• _PAGE TEXT_:
◆ ◆ ◆
Elastic Engineer - Lab 4.3 Transforming data - target index empty

My traffic_stats index created by creating the pivot chart transform is empty. I've tried deleting the transform and following the steps in the answers again both in the UI and pasting commands in to the Console but no docs in index.

GET traffic_stats/_search

{
  "took" : 0,
  "timed_out" : false,
  "_shards" : {
    "total" : 1,
    "successful" : 1,
    "skipped" : 0,
    "failed" : 0
  },
  "hits" : {
    "total" : {
      "value" : 0,
      "relation" : "eq"
    },
    "max_score" : null,
    "hits" : [ ]
  }
}

Not sure what is missing. Can you assist?

So we can help, please can you supply an example doc from your traffic source index (redact anything confidential) and your transform config.

Hi Sophie, Thanks for getting back to me. Excuse the delay in responding. The documents are from the Elastic Engineer on demand training lab 4.3. Below are documents from the web_traffic index and its mappings. Also the transform config.

GET web_traffic/_search
{ "size": 2 }

{
  "took" : 12,
  "timed_out" : false,
  "_shards" : {
    "total" : 10,
    "successful" : 10,
    "skipped" : 0,
    "failed" : 0
  },
  "hits" : {
    "total" : {
      "value" : 10000,
      "relation" : "gte"
◆ ◆ ◆
• _DATA SECTION_:
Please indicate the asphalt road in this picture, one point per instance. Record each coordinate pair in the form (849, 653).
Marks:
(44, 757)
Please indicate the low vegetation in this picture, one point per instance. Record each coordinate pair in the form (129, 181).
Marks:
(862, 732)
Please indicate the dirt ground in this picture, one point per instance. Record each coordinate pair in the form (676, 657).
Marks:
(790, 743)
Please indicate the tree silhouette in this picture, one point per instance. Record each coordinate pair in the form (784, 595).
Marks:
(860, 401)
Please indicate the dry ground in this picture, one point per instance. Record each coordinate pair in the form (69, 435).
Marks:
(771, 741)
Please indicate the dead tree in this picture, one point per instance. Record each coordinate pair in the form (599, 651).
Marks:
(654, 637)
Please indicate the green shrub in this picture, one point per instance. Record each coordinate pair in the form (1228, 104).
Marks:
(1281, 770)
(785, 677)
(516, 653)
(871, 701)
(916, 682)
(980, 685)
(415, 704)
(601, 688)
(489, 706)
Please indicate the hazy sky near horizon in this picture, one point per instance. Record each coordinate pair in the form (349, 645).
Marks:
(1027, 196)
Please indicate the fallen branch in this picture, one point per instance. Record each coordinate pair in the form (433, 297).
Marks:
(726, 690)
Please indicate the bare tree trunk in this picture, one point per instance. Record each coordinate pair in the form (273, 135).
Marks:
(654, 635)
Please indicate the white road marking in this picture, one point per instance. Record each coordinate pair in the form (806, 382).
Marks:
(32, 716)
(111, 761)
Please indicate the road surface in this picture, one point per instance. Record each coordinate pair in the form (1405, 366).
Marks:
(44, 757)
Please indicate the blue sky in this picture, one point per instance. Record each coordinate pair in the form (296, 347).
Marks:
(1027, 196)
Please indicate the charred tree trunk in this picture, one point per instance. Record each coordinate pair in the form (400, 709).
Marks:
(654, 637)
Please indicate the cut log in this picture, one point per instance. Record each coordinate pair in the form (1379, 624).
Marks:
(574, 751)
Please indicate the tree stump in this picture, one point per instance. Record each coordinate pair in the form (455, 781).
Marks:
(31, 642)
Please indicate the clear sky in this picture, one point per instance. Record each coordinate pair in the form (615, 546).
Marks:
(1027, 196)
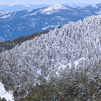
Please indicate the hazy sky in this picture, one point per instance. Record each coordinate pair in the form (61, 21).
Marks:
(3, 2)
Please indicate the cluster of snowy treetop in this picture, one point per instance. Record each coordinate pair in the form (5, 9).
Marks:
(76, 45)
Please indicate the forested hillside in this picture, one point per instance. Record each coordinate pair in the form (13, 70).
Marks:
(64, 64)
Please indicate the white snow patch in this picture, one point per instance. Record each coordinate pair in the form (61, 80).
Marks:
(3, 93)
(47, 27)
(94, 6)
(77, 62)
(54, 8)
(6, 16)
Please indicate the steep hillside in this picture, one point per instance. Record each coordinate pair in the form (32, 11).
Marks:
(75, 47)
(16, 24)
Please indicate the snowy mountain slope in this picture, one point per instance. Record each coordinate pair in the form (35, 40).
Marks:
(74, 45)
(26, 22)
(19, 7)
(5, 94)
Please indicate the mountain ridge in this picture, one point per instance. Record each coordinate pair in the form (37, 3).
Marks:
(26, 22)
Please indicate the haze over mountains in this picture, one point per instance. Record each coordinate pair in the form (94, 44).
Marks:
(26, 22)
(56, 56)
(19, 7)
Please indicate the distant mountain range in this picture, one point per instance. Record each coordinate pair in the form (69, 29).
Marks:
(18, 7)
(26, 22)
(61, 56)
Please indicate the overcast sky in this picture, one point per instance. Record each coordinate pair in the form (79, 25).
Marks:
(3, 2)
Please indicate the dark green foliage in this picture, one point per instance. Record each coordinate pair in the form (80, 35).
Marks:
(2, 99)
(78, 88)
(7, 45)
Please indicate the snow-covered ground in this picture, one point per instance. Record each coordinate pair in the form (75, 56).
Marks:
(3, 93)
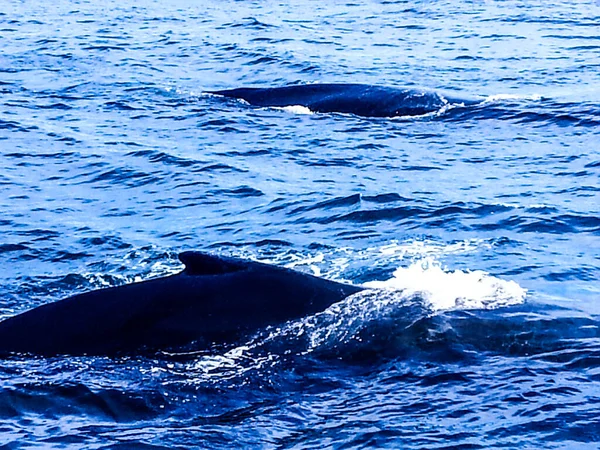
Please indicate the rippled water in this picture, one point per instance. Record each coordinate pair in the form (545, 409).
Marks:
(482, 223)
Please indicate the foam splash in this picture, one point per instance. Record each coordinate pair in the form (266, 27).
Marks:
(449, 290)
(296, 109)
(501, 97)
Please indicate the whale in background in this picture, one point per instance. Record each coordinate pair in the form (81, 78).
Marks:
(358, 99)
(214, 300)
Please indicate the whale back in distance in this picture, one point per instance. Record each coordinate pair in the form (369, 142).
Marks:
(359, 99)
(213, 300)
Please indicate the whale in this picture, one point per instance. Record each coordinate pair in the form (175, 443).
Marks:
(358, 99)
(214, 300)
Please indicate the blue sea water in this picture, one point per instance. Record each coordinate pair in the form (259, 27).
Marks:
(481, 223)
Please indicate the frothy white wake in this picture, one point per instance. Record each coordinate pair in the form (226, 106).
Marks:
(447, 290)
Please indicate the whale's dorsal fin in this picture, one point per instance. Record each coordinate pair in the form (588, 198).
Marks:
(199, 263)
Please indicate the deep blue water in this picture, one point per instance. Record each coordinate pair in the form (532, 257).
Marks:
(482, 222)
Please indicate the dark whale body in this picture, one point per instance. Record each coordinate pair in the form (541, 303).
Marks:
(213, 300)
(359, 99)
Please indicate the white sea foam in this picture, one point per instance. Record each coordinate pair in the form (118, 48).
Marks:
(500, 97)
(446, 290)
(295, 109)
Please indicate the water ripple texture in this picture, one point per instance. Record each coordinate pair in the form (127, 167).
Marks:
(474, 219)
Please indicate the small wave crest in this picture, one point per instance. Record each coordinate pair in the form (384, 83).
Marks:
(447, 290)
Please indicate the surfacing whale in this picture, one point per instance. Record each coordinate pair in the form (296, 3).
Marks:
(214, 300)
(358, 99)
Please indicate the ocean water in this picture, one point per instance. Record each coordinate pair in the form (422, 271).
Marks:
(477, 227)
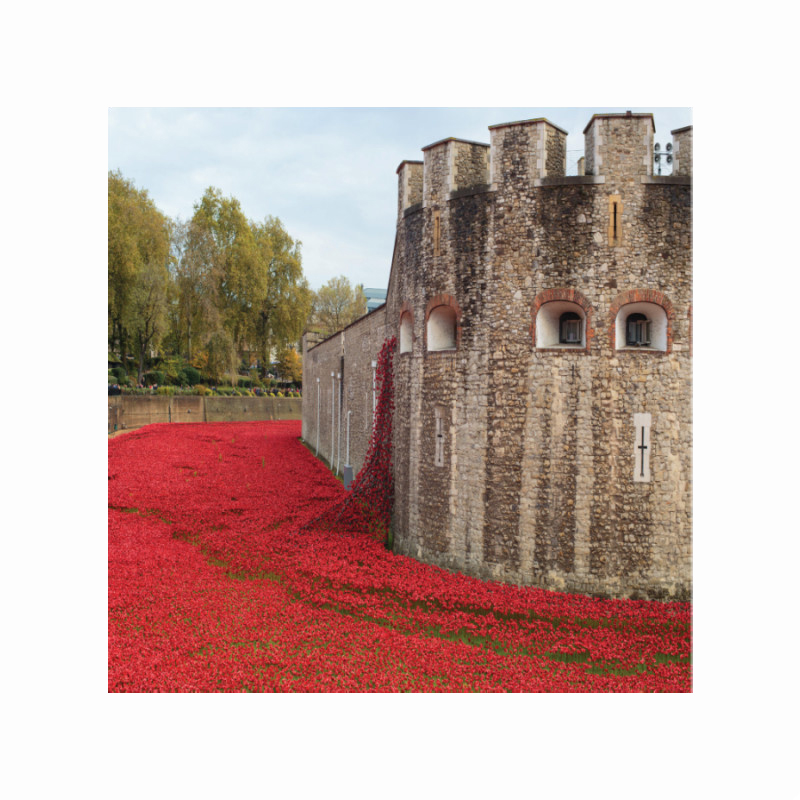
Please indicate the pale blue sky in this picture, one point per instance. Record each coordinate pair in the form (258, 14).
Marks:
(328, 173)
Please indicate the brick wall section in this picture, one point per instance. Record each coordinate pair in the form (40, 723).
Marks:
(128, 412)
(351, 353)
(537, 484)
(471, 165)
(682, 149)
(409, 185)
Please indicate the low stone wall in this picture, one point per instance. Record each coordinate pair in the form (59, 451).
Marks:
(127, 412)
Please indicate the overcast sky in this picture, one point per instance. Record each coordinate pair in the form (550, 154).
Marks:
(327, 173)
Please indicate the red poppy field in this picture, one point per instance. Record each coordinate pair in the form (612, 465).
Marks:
◆ ◆ ◆
Write out the entire forum thread above about the empty transform target index, word for word.

Elastic Engineer - Lab 4.3 Transforming data - target index empty

My traffic_stats index created by creating the pivot chart transform is empty. I've tried deleting the transform and following the steps in the answers again both in the UI and pasting commands in to the Console but no docs in index.

GET traffic_stats/_search

{
  "took" : 0,
  "timed_out" : false,
  "_shards" : {
    "total" : 1,
    "successful" : 1,
    "skipped" : 0,
    "failed" : 0
  },
  "hits" : {
    "total" : {
      "value" : 0,
      "relation" : "eq"
    },
    "max_score" : null,
    "hits" : [ ]
  }
}

Not sure what is missing. Can you assist?

So we can help, please can you supply an example doc from your traffic source index (redact anything confidential) and your transform config.

Hi Sophie, Thanks for getting back to me. Excuse the delay in responding. The documents are from the Elastic Engineer on demand training lab 4.3. Below are documents from the web_traffic index and its mappings. Also the transform config.

GET web_traffic/_search
{ "size": 2 }

{
  "took" : 12,
  "timed_out" : false,
  "_shards" : {
    "total" : 10,
    "successful" : 10,
    "skipped" : 0,
    "failed" : 0
  },
  "hits" : {
    "total" : {
      "value" : 10000,
      "relation" : "gte"